[Items from a dataset]
BEGIN
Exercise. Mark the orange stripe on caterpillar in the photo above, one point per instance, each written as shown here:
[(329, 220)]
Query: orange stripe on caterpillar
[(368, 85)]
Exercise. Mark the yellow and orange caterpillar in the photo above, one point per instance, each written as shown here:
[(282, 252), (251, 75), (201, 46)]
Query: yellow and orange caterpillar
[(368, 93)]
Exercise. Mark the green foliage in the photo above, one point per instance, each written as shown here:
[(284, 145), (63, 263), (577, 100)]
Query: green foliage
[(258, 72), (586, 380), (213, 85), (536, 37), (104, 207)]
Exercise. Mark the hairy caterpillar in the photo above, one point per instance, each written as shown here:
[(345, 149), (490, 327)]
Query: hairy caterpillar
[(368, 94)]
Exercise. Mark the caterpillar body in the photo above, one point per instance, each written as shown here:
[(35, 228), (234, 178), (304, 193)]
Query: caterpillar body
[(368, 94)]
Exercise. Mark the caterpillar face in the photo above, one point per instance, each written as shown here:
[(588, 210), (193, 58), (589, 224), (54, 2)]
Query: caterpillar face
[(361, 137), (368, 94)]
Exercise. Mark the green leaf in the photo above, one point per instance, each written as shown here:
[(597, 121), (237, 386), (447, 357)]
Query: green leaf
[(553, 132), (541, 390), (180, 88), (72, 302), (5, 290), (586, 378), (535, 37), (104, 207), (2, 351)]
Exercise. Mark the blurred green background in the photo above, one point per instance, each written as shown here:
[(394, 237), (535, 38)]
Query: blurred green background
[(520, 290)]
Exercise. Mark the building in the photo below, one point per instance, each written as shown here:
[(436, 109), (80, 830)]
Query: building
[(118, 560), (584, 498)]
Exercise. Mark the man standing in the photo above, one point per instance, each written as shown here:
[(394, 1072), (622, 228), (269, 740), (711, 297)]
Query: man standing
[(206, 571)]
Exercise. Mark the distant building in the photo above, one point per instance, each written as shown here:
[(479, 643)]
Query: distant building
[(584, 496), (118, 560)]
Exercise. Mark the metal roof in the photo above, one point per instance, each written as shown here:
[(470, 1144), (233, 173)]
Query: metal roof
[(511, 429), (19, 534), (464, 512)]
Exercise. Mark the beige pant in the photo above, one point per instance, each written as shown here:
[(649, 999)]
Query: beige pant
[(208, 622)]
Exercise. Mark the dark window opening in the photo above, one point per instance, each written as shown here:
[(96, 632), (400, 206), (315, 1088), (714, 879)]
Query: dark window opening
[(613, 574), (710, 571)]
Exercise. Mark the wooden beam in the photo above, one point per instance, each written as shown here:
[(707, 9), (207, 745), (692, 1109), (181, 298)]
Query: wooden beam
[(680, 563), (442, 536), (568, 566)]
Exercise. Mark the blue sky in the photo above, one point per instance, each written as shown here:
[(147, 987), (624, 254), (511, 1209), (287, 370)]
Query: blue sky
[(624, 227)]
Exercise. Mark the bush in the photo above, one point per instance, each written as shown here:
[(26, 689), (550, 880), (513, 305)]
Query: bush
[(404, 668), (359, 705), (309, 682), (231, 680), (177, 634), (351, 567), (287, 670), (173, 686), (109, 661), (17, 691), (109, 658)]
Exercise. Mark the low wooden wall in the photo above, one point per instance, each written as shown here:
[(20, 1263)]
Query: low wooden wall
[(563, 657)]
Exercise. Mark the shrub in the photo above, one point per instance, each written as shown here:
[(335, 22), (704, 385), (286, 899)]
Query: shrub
END
About this task
Up to and including the last line of the records above, print exactly every line from the one that contains "Exercise. Mark the blue" onward.

Answer space
Exercise. Mark the blue sky in the photo above, one point per instance, each written as shown here:
[(147, 987), (624, 254), (511, 1209), (287, 370)]
Query: blue sky
[(624, 227)]
Exercise. Mark the bush in the photo above, one point per instance, each written as shown here:
[(26, 689), (550, 880), (513, 305)]
Query: bush
[(404, 668), (359, 705), (309, 682), (231, 680), (177, 634), (351, 567), (287, 670), (173, 686), (109, 661), (17, 691), (109, 658)]
Exercise. Mark the low wooden wall in the photo above, one point per instance, each written as shown here:
[(20, 1263)]
Query: low wooden wall
[(563, 657)]
Exercise. Mark the shrub in the photo above, one point per instance, each written as shown here:
[(335, 22), (704, 385), (286, 899)]
Query: shrub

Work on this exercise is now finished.